▶ **Exercise directions**:
Faithfully repeat each entry below, minus the pictures.

▶ **Entries shown**:
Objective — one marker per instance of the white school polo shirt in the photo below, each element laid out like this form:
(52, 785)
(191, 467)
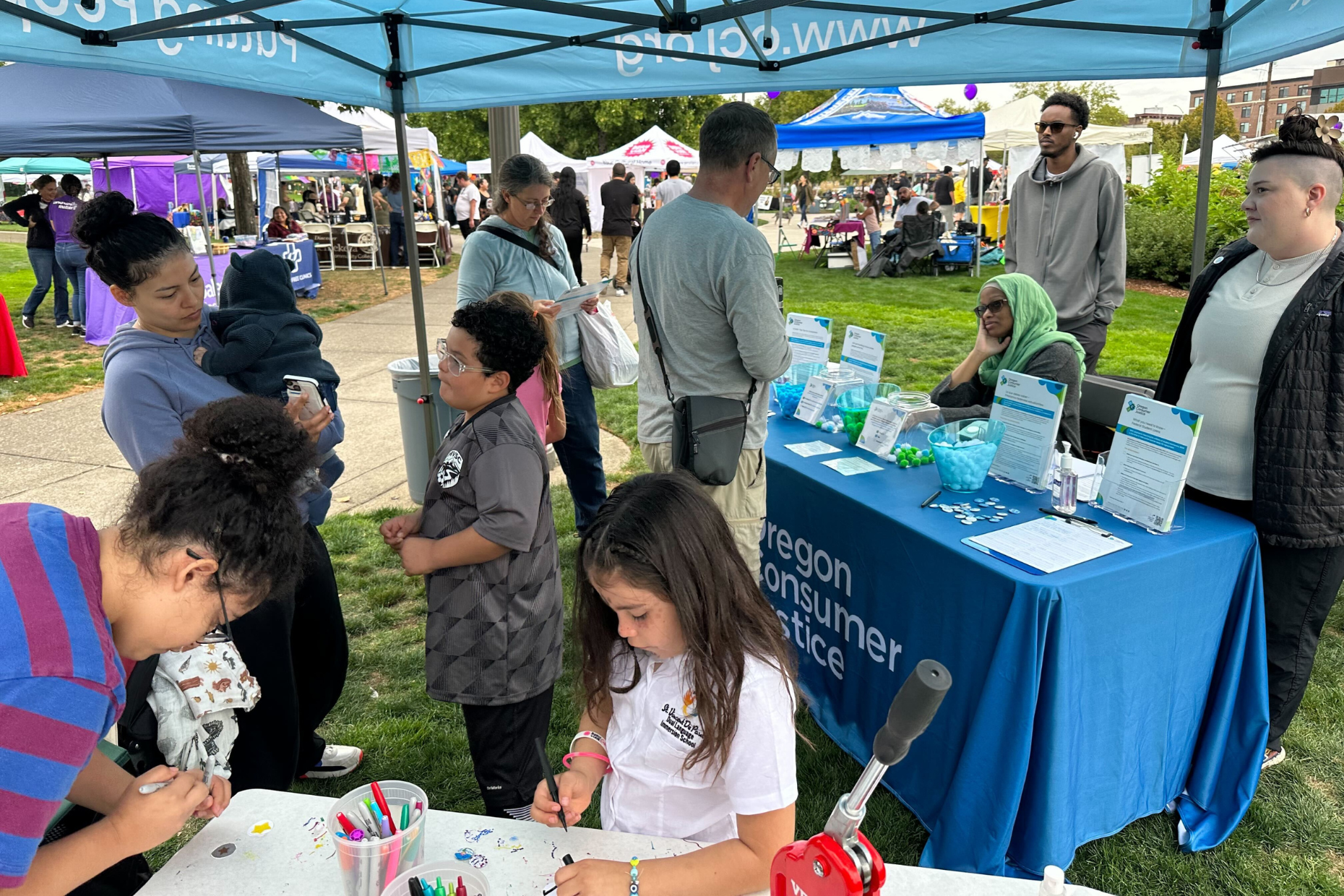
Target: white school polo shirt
(655, 727)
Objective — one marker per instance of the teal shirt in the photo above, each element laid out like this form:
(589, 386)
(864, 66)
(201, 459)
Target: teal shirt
(491, 265)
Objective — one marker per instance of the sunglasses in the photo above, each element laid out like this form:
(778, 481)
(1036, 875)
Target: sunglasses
(455, 364)
(223, 632)
(1053, 126)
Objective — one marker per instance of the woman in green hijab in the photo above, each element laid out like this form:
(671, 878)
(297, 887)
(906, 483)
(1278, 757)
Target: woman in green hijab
(1017, 333)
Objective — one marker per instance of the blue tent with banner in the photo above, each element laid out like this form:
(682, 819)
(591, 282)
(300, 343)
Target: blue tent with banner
(875, 116)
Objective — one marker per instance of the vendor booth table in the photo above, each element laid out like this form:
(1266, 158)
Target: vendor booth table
(1081, 700)
(293, 853)
(104, 314)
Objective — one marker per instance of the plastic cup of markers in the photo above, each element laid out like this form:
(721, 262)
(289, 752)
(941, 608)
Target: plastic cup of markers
(472, 879)
(369, 866)
(964, 450)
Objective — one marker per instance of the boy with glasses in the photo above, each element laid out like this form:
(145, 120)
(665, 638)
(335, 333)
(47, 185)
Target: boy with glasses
(1067, 226)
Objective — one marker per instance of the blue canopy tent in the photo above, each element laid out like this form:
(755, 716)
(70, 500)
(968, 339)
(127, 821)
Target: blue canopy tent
(410, 56)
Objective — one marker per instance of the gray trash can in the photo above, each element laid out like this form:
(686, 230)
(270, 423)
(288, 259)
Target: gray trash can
(406, 384)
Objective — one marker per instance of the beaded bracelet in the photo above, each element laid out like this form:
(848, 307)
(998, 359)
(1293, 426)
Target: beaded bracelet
(590, 755)
(590, 735)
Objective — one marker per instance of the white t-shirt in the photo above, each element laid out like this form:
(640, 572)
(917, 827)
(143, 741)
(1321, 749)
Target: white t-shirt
(655, 727)
(462, 209)
(1226, 353)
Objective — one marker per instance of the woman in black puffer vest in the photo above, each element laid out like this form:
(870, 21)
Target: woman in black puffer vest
(1259, 351)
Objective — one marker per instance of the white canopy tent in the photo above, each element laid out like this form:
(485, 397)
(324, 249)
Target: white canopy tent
(381, 132)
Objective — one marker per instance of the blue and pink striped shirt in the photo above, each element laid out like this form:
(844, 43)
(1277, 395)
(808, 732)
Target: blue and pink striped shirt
(62, 684)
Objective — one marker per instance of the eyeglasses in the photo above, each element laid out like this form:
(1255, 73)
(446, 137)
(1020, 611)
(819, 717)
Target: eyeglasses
(223, 632)
(1053, 126)
(455, 364)
(775, 172)
(991, 308)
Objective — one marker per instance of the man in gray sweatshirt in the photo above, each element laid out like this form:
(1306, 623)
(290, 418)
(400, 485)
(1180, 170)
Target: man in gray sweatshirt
(1066, 226)
(709, 276)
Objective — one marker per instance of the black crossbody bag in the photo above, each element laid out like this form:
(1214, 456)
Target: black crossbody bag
(707, 430)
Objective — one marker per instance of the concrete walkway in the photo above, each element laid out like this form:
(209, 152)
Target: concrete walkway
(58, 453)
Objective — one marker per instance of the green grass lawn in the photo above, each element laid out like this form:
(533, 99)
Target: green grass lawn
(1291, 843)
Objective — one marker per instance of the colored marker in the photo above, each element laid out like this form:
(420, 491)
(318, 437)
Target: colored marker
(382, 804)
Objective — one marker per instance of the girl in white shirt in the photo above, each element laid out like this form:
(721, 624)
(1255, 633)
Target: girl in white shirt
(690, 696)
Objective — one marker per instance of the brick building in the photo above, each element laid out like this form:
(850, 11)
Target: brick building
(1314, 93)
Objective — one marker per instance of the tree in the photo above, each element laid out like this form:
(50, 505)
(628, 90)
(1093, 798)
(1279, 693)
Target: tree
(955, 108)
(1101, 97)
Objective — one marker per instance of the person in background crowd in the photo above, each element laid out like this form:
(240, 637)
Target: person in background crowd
(879, 194)
(295, 644)
(207, 535)
(1017, 332)
(1067, 226)
(569, 211)
(671, 187)
(709, 277)
(70, 254)
(395, 219)
(31, 211)
(1258, 351)
(519, 250)
(619, 200)
(468, 206)
(944, 190)
(281, 225)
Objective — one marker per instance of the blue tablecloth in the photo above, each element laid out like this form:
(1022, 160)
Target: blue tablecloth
(104, 314)
(1081, 700)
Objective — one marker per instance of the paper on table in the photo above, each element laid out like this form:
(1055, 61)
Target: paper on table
(851, 465)
(572, 298)
(808, 449)
(1047, 544)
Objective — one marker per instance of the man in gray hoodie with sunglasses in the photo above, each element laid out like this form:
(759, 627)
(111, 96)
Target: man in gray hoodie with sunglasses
(1066, 226)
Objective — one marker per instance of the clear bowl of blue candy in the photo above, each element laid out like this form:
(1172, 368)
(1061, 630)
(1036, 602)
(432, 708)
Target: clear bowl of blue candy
(789, 387)
(964, 452)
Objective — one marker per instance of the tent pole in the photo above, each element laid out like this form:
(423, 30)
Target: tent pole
(204, 225)
(378, 247)
(1206, 142)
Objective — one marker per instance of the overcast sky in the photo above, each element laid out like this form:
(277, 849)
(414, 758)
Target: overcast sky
(1172, 95)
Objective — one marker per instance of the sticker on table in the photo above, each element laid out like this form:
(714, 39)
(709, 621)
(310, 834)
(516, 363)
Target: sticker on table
(808, 449)
(851, 465)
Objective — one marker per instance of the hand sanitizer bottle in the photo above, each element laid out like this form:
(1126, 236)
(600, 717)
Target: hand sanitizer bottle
(1066, 484)
(1053, 882)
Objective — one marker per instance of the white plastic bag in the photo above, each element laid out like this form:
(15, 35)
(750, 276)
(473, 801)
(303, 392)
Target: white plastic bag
(608, 353)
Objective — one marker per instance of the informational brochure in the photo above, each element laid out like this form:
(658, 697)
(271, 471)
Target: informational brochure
(1046, 546)
(851, 465)
(814, 400)
(1148, 462)
(862, 353)
(808, 449)
(572, 298)
(1030, 409)
(881, 428)
(809, 337)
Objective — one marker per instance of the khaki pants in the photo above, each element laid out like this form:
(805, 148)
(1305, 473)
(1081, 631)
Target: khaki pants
(621, 246)
(742, 500)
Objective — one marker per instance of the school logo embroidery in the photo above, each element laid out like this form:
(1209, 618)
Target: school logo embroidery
(451, 470)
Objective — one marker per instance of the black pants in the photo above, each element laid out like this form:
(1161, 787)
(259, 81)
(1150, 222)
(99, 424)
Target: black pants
(574, 242)
(501, 741)
(1092, 336)
(296, 648)
(1300, 587)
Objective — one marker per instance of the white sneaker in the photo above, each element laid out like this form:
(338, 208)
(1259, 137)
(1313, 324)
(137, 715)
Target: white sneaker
(337, 761)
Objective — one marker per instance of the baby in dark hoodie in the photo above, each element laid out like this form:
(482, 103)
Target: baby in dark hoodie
(267, 337)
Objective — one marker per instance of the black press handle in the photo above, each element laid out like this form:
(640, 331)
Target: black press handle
(912, 711)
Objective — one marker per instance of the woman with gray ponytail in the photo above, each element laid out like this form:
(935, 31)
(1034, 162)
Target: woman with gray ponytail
(518, 249)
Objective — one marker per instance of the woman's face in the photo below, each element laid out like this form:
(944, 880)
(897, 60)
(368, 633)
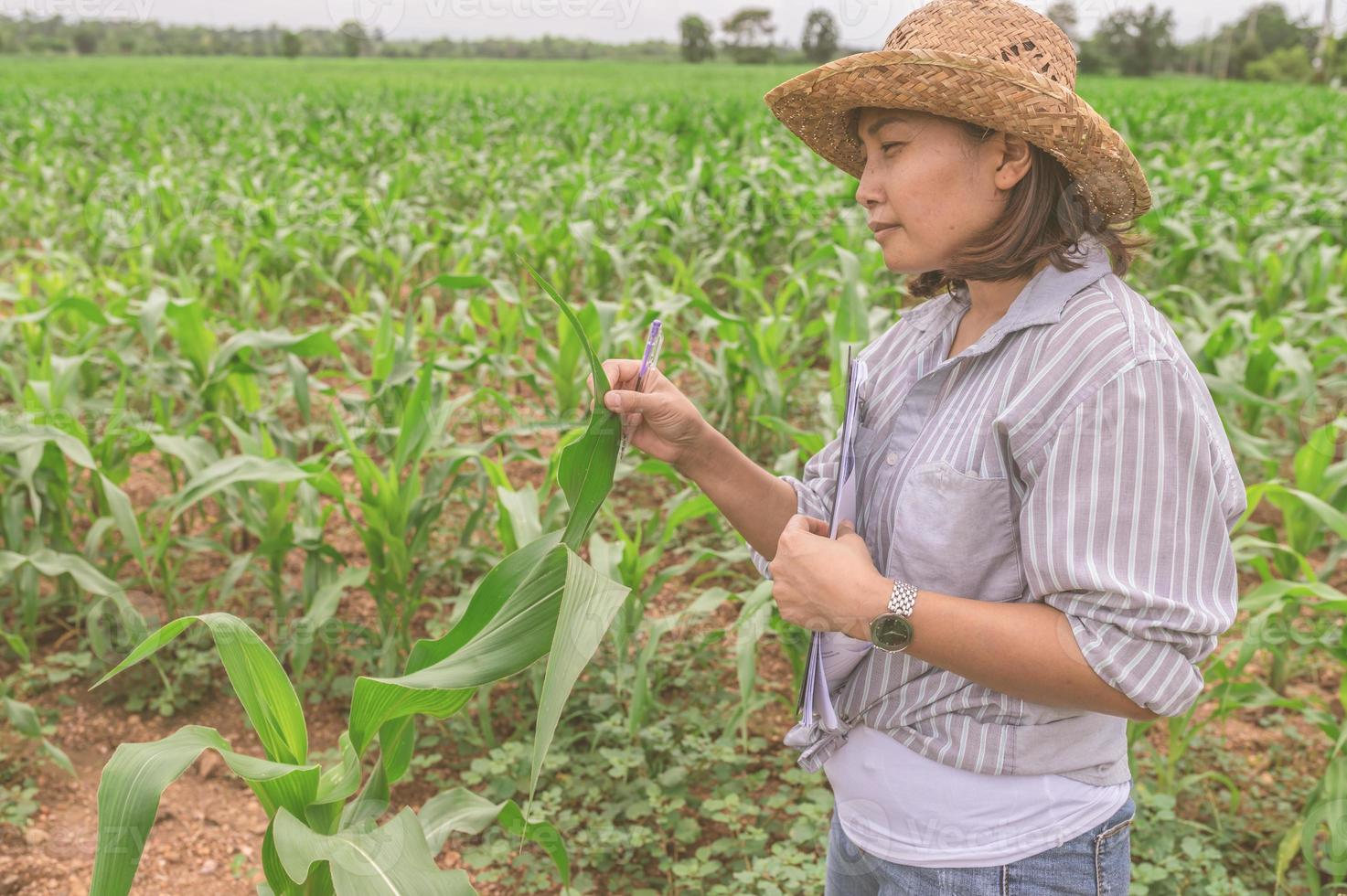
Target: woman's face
(927, 176)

▶ **Completed task**:
Objective — one marker per instance of the white school polo shirt in the photo below, each element laid out like this form:
(52, 785)
(191, 467)
Target: white school polo shirt
(655, 727)
Objective — one marker per instance of the teal shirt in the photo above, each element laid out like this form:
(589, 386)
(864, 66)
(201, 459)
Target: teal shirt
(491, 265)
Objective — one marker per instance of the sunglasses in the photo above, each element laid out like this form:
(778, 481)
(1036, 875)
Target: sunglasses
(455, 364)
(223, 632)
(1053, 126)
Objective — one marker per instance of the woman in green hijab in the photo above, each element laid out like this form:
(671, 878)
(297, 887)
(906, 483)
(1278, 757)
Target: woman in green hijab
(1017, 333)
Objective — one marker per instance of the blue tent with banner in the photo above, each element laid out like this form:
(682, 819)
(591, 282)
(300, 343)
Target: blue tent with banner
(875, 116)
Objective — one marker per instance of the vendor booth table in the photo above, each element laid out like this form:
(1266, 158)
Target: vendor booth table
(1081, 700)
(293, 853)
(104, 314)
Objective — one marker per instance of the plastic cup of markers in the photo above, each element laid out like this form:
(721, 262)
(289, 752)
(941, 608)
Target: plastic cup of markers
(472, 879)
(369, 866)
(964, 450)
Objective — one marker per instance of the boy with glasses in the photo above, each element laid out like this form:
(145, 120)
(665, 638)
(335, 333)
(47, 185)
Target: boy with glasses
(1067, 226)
Objective — one marker per instance of the blue canopy tent in the photo above, each element laid out like this form:
(755, 716)
(70, 500)
(968, 339)
(127, 821)
Target: blue canopy tent
(410, 56)
Objective — one marker per instance of the gray trash can in the photo above, each element laid out like this form:
(686, 230)
(270, 423)
(288, 259)
Target: gray trash can
(406, 384)
Objective — one marker per instance of the beaded bracelet in the photo above, each element laid out like this form:
(848, 307)
(998, 359)
(1293, 426)
Target: beaded bracelet
(590, 755)
(590, 735)
Objective — one marker per instance of the white t-shirt in the photo above, each element laid out like this form:
(640, 572)
(917, 827)
(143, 741)
(1321, 749)
Target: white t-shirt
(655, 727)
(462, 209)
(1226, 353)
Objective — one marker per instance of the woman in black puffer vest in the photo above, each element laid out like this form:
(870, 21)
Target: woman in black puffer vest
(1259, 351)
Objective — one marker per instance of the white canopy tent in the photo above, each element laid out like this form:
(485, 397)
(324, 249)
Target: white canopy tent
(381, 132)
Objective — one marker per instance of the blue and pink striped shirt in the photo above, each element laid out like this form:
(844, 43)
(1277, 395)
(808, 732)
Target: blue and pink striped shirt
(62, 684)
Objective — one marker per instance of the eyeglasses in the photo above, each element laid out like this form:
(1255, 73)
(446, 137)
(1020, 611)
(819, 717)
Target: eyeglasses
(223, 632)
(1053, 126)
(455, 364)
(775, 172)
(991, 308)
Objective — one marker per instance of the man in gray sweatshirt in the photo above, each element laid out like this form:
(1306, 623)
(290, 418)
(400, 485)
(1180, 170)
Target: man in gray sweatshirt
(1066, 226)
(709, 276)
Objective — one marker per instance of the black crossbody bag in the photo above, each element laid out like this form:
(1214, 456)
Target: black crossbody bag
(707, 430)
Objective — one marker per instance of the concrete walkway in the photo above, each element laid out like this form:
(209, 152)
Target: concrete walkway
(58, 453)
Objective — one marker per instance of the green grass lawn in the photo above, each element laid out like this form:
(533, 99)
Target: green grass lawn
(1291, 843)
Objective — one marker per instance of the colored marker in the photo above, each element laid out like this form:
(420, 491)
(318, 437)
Target: colored marker
(382, 804)
Objective — one marker per instance of the girl in white shirt in the photo above, each element laid out like this form:
(721, 624)
(1255, 633)
Target: girl in white shirt
(690, 696)
Objective — one marker per instance of the brick building in the photo above, each element laid out like this form:
(850, 11)
Target: brick building
(1314, 93)
Objective — one marker per instance of the tree in the photo above, each element laid out like this form:
(50, 505)
(628, 90)
(1093, 798)
(1279, 693)
Target: tree
(955, 108)
(1101, 97)
Objective — one marker per instance of the person in background crowd in the photo above, each element laid out like this form:
(240, 637)
Target: person in background crowd
(879, 194)
(295, 644)
(207, 535)
(1017, 332)
(1067, 226)
(569, 211)
(671, 187)
(709, 277)
(70, 254)
(395, 219)
(31, 211)
(1258, 351)
(519, 250)
(619, 200)
(468, 206)
(944, 190)
(281, 225)
Objective — one marker per instance of the blue tablecloth in the photo above, each element laid out like this form:
(1022, 160)
Target: blue tablecloth
(104, 314)
(1081, 700)
Objective — one marker per instance of the paper on table in the photo above, each element laid out like this form:
(1055, 61)
Target: paper on table
(851, 465)
(572, 298)
(808, 449)
(1047, 544)
Objective — one marker per instance of the man in gray hoodie with sunglasses in the photo above, each element laid out like this form:
(759, 627)
(111, 96)
Target: man in gray hoodie with sunglasses
(1066, 226)
Objective — one marker per instance of the clear bowl of blue candy in the photo above, each element laid out like this form:
(1172, 368)
(1061, 630)
(1036, 602)
(432, 708)
Target: clear bowl of blue candy
(789, 387)
(964, 452)
Objective — one marker per instance of the tent pole in the photo above, each element laid out like this form:
(423, 30)
Target: tent pole
(204, 225)
(378, 247)
(1206, 142)
Objective — one marker per instance of the overcast sky in the photo above, each element laid out like this form:
(277, 849)
(414, 758)
Target: overcast sky
(1172, 95)
Objective — one marker per instance of the sticker on table in the photo above, each element laid out like this form:
(714, 39)
(709, 621)
(310, 834)
(516, 363)
Target: sticker on table
(808, 449)
(851, 465)
Objective — one marker per instance of the hand sanitizer bottle in the photo above, each element laid out like this form:
(1126, 236)
(600, 717)
Target: hand sanitizer bottle
(1066, 484)
(1053, 882)
Objective — one marker per instance of the white plastic bag in the photo above, each element laid out like this form:
(15, 35)
(750, 276)
(473, 801)
(303, 392)
Target: white plastic bag
(608, 353)
Objective — one marker per instance of the informational brochure in the photo above, each element laid out like this form:
(658, 697)
(271, 471)
Target: informational brochure
(1046, 546)
(851, 465)
(814, 400)
(1148, 462)
(862, 353)
(808, 449)
(572, 298)
(1030, 409)
(881, 428)
(809, 337)
Objective — one marker per instance of the khaki pants in the photo above, each element laid out like this form:
(805, 148)
(1305, 473)
(1081, 631)
Target: khaki pants
(621, 246)
(742, 500)
Objective — one marker per instance of the school logo embroidery in the photo above, each element laid out like this form:
(1209, 618)
Target: school logo embroidery
(451, 470)
Objective — one marker per instance of the black pants in the photo above, each element laid out like this form:
(1161, 787)
(259, 81)
(1150, 222)
(99, 424)
Target: black pants
(574, 242)
(501, 741)
(1092, 336)
(296, 648)
(1300, 587)
Objective — one marker per instance of the white sneaker in the photo above, each element laid out like this form:
(338, 208)
(1259, 137)
(1313, 324)
(137, 715)
Target: white sneaker
(337, 761)
Objective — one marker per instance of the baby in dark hoodie in the photo above, each element laid out like this form:
(482, 103)
Target: baby in dark hoodie
(267, 337)
Objective — one marker per instance of the black press handle in the photo above, each element laid out like this form:
(640, 331)
Target: black press handle
(912, 711)
Objective — one marker per instance of the woman with gray ponytail in the photo above, each element laid out like this form:
(935, 31)
(1034, 162)
Target: woman with gray ponytail
(518, 249)
Objective — one marker per instance of the woman's face in the photo below, each element laid out like this form:
(944, 880)
(897, 60)
(368, 633)
Target: woman's face
(927, 176)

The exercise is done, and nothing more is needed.